__WORK INSTRUCTIONS__.
In your copy, include every record exactly and no pictures.

Dataset records
BEGIN

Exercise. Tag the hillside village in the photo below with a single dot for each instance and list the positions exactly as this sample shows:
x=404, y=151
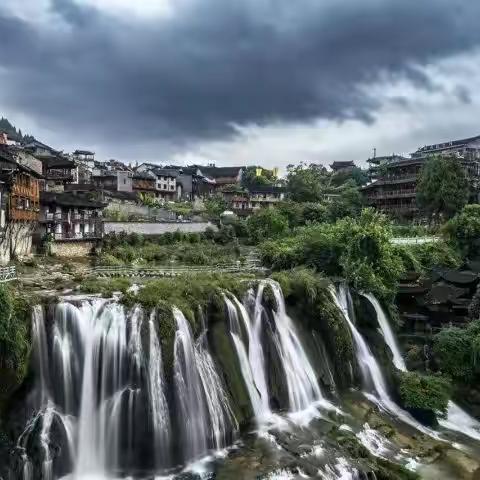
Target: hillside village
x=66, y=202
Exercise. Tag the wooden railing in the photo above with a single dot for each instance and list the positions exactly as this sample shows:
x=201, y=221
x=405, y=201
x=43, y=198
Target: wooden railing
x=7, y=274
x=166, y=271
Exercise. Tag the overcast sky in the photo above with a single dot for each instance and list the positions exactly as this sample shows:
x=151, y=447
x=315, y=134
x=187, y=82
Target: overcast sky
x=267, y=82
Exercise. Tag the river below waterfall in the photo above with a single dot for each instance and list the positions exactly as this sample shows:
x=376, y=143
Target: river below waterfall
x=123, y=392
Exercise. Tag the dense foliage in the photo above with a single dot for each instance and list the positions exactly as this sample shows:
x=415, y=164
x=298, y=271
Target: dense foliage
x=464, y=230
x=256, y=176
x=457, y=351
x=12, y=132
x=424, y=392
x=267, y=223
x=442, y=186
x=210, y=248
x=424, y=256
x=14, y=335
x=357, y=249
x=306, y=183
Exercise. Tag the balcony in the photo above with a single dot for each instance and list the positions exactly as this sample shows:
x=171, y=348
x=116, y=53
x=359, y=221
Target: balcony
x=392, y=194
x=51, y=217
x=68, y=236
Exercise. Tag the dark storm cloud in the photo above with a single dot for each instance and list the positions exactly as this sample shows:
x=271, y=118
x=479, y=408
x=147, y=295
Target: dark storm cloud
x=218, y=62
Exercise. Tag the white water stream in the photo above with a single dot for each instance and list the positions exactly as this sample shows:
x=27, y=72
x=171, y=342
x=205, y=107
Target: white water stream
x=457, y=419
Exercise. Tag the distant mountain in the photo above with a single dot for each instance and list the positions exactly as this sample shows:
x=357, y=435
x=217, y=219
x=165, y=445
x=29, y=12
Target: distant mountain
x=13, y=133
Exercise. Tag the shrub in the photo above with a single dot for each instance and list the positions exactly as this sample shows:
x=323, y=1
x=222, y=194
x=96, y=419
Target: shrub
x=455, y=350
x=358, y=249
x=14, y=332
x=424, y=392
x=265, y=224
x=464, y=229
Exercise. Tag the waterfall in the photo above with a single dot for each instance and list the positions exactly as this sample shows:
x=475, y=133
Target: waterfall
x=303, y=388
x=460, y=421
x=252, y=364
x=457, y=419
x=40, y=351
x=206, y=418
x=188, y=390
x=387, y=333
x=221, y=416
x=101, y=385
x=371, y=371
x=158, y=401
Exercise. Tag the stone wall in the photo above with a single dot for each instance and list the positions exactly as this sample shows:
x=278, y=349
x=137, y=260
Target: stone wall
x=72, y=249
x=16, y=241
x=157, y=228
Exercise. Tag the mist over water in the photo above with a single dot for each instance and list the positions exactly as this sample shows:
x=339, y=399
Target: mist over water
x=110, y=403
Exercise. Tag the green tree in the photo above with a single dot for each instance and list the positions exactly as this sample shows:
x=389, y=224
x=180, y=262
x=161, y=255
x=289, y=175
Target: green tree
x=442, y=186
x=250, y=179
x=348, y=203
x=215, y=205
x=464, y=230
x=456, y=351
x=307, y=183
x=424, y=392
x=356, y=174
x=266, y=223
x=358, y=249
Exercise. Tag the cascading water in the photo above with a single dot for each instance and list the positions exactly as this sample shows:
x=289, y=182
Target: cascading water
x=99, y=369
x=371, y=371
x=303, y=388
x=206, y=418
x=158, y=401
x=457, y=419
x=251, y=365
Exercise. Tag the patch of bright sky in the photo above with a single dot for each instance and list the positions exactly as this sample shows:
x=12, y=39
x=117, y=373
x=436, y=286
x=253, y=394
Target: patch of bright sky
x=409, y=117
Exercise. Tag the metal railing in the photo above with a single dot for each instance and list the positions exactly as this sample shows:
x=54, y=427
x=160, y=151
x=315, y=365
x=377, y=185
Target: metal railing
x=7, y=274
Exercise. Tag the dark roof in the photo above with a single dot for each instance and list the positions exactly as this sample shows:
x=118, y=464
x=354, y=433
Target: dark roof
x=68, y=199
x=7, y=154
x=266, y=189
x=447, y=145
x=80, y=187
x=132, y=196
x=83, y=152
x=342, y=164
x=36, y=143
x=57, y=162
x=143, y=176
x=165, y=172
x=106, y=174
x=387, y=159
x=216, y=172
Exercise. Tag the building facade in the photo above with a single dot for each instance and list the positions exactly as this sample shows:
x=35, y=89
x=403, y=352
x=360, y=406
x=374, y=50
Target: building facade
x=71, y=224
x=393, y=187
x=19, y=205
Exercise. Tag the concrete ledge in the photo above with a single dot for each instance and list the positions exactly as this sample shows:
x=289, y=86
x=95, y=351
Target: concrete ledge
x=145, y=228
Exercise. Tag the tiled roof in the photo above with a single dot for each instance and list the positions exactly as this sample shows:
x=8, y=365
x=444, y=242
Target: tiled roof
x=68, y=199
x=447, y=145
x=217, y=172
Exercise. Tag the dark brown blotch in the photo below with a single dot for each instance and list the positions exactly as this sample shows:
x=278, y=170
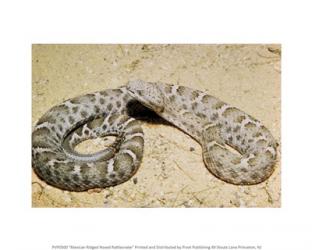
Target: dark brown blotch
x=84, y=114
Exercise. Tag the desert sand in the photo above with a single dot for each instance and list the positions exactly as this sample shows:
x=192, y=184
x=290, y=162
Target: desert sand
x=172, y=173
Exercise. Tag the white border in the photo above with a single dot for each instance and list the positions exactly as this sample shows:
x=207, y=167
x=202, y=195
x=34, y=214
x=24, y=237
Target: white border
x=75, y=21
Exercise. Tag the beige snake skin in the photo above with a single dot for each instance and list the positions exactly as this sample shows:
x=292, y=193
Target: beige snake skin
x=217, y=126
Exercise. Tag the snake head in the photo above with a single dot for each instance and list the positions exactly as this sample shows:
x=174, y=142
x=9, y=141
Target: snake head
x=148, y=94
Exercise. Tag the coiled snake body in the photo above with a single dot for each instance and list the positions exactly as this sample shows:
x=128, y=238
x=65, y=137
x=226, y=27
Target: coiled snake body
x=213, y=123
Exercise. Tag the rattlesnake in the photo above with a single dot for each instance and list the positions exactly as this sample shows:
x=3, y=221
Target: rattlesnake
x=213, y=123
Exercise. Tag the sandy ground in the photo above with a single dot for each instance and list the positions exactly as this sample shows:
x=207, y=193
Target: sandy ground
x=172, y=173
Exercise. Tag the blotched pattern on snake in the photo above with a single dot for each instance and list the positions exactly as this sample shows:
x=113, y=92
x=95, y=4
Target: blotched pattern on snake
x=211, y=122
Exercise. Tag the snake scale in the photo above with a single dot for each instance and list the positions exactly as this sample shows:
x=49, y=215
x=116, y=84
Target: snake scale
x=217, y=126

END

__YOUR RESPONSE__.
Exercise. Tag the hillside village in the photo below with a single dot for each instance and list the positions exactly as this sample shows:
x=404, y=151
Target: hillside village
x=66, y=202
Exercise. Tag the wooden railing in the photo above with a single dot for each instance and list the positions exactly as this sample shows:
x=201, y=221
x=405, y=201
x=43, y=198
Target: wooden railing
x=7, y=274
x=166, y=271
Exercise. Tag the overcast sky in the photo above with a single dot for each instance and list the positions exactly as this sample shows:
x=151, y=447
x=315, y=134
x=187, y=82
Target: overcast sky
x=267, y=82
Exercise. Tag the river below waterfall in the photo above with a single dot for each instance and list the positions exactly as this sample shows:
x=376, y=143
Target: river below waterfall
x=123, y=392
Exercise. Tag the dense foliage in the photo above with a single dot for each instance and list the positions exactly as this sample shows:
x=415, y=164
x=298, y=271
Target: dense foliage
x=464, y=230
x=256, y=176
x=457, y=351
x=12, y=132
x=424, y=392
x=267, y=223
x=442, y=186
x=210, y=248
x=424, y=256
x=14, y=335
x=357, y=249
x=306, y=183
Exercise. Tag the balcony in the photo above with a single dot for each instance and list the positions exactly as this sample shows:
x=171, y=348
x=116, y=53
x=359, y=221
Target: balcony
x=392, y=194
x=51, y=217
x=68, y=236
Exercise. Tag the dark storm cloud in the photo above with a single dot for each instance and list the positions exactly as this sample shows:
x=271, y=118
x=479, y=408
x=147, y=295
Target: dark storm cloud
x=218, y=62
Exercise. Tag the white water stream in the photo above with a single dot for each instance and list the positions exactly as this sample shows:
x=27, y=72
x=171, y=342
x=205, y=107
Target: white water stream
x=457, y=419
Exercise. Tag the distant mountain in the photo above with a single dot for each instance and list the positions exactly as this sample shows:
x=357, y=435
x=217, y=219
x=165, y=445
x=29, y=12
Target: distant mountain
x=13, y=133
Exercise. Tag the shrub in the photo above with a single dot for each instance and list the positions exactly as this sample shows:
x=323, y=1
x=222, y=194
x=96, y=419
Target: shrub
x=455, y=350
x=358, y=249
x=14, y=332
x=424, y=392
x=265, y=224
x=464, y=229
Exercise. Tag the waterfall in the photo above with a single dot for each instance and list the positions exactly as this sample shows:
x=475, y=133
Target: waterfall
x=303, y=388
x=460, y=421
x=252, y=364
x=457, y=419
x=40, y=351
x=206, y=418
x=188, y=390
x=387, y=333
x=221, y=416
x=101, y=385
x=371, y=371
x=158, y=401
Exercise. Tag the stone wall in the photo above with a single dot for each instance and list the positions exactly as this sample shows:
x=278, y=349
x=137, y=260
Target: stone wall
x=72, y=249
x=16, y=241
x=157, y=228
Exercise. Tag the mist over water in the photo above with a single dot for each instance and list the positions exactly as this sample shows:
x=339, y=399
Target: mist over water
x=110, y=403
Exercise. Tag the green tree in the photo above with a single dot for each instance and list the positions exactly as this sample shows:
x=389, y=224
x=180, y=262
x=161, y=255
x=289, y=175
Target: green tree
x=442, y=186
x=250, y=179
x=348, y=203
x=215, y=205
x=464, y=230
x=456, y=351
x=307, y=183
x=424, y=392
x=356, y=174
x=266, y=223
x=358, y=249
Exercise. Tag the cascading water in the photo above with a single dot for each instance and list the positions exactly as this sample shows:
x=289, y=182
Target: cascading water
x=99, y=369
x=371, y=371
x=303, y=388
x=206, y=418
x=158, y=401
x=457, y=419
x=251, y=365
Exercise. Tag the patch of bright sky in the photo above with a single dot for each instance and list the positions exactly as this sample shows:
x=12, y=39
x=117, y=373
x=436, y=286
x=253, y=394
Target: patch of bright sky
x=409, y=117
Exercise. Tag the metal railing in the photo above with a single dot for each instance and list the positions exactly as this sample shows:
x=54, y=427
x=160, y=151
x=315, y=365
x=377, y=185
Target: metal railing
x=7, y=274
Exercise. Tag the dark roof in the photo above with a single dot for each instance and list the positions exactly as this sample shows:
x=118, y=464
x=354, y=433
Target: dark roof
x=68, y=199
x=7, y=154
x=266, y=189
x=447, y=145
x=80, y=187
x=132, y=196
x=83, y=152
x=342, y=164
x=36, y=143
x=57, y=162
x=143, y=176
x=165, y=172
x=106, y=174
x=387, y=159
x=216, y=172
Exercise. Tag the building facade in the photo above with a single dot for each instance and list the positions exactly as this sample shows:
x=35, y=89
x=403, y=352
x=360, y=406
x=374, y=50
Target: building facade
x=71, y=224
x=393, y=187
x=19, y=205
Exercise. Tag the concrete ledge in the photo above with a single dot for each instance and list the positions exactly as this sample shows:
x=289, y=86
x=95, y=351
Target: concrete ledge
x=145, y=228
Exercise. Tag the tiled roof in the photo above with a single dot for each instance and list the positions exactly as this sample shows:
x=8, y=365
x=444, y=242
Target: tiled roof
x=68, y=199
x=447, y=145
x=217, y=172
Exercise. Tag the dark brown blotch in the photo below with a single dot for each instance and list the positions exactly as this sample shows:
x=278, y=170
Target: dark brown blotch
x=84, y=114
Exercise. Tag the desert sand in the photo above with a single dot for each instance and list the positions exactly as this sample shows:
x=192, y=184
x=290, y=162
Target: desert sand
x=172, y=173
Exercise. Tag the white border in the photo above with a single dot for each instance and list the positions exactly as this sample shows:
x=207, y=167
x=202, y=195
x=34, y=214
x=24, y=237
Target: white border
x=75, y=21
Exercise. Tag the beige snake skin in the photo above with a single dot for each instance and list the positions exactly as this sample shows:
x=292, y=193
Target: beige snake skin
x=217, y=126
Exercise. Tag the snake head in the photo above with a single dot for each instance and list the positions exactly as this sample shows:
x=174, y=142
x=9, y=141
Target: snake head
x=148, y=94
Exercise. Tag the coiled snake body in the photo above with a single dot for each instance and list the positions exactly as this sample shows:
x=128, y=238
x=65, y=137
x=226, y=27
Target: coiled snake body
x=213, y=123
Exercise. Tag the rattlesnake in the photo above with a single dot for each instance and list the positions exactly as this sample shows:
x=3, y=221
Target: rattlesnake
x=213, y=123
Exercise. Tag the sandy ground in the photo above with a single dot for each instance and list the positions exactly as this sample shows:
x=207, y=193
Target: sandy ground
x=172, y=173
Exercise. Tag the blotched pattern on snake in the photo above with a single dot for each instance and list the positions exactly as this sample shows:
x=113, y=92
x=95, y=4
Target: blotched pattern on snake
x=211, y=122
Exercise. Tag the snake scale in the photo above with a single dot for each instance and list the positions exactly as this sample shows:
x=49, y=215
x=116, y=84
Target: snake scale
x=217, y=126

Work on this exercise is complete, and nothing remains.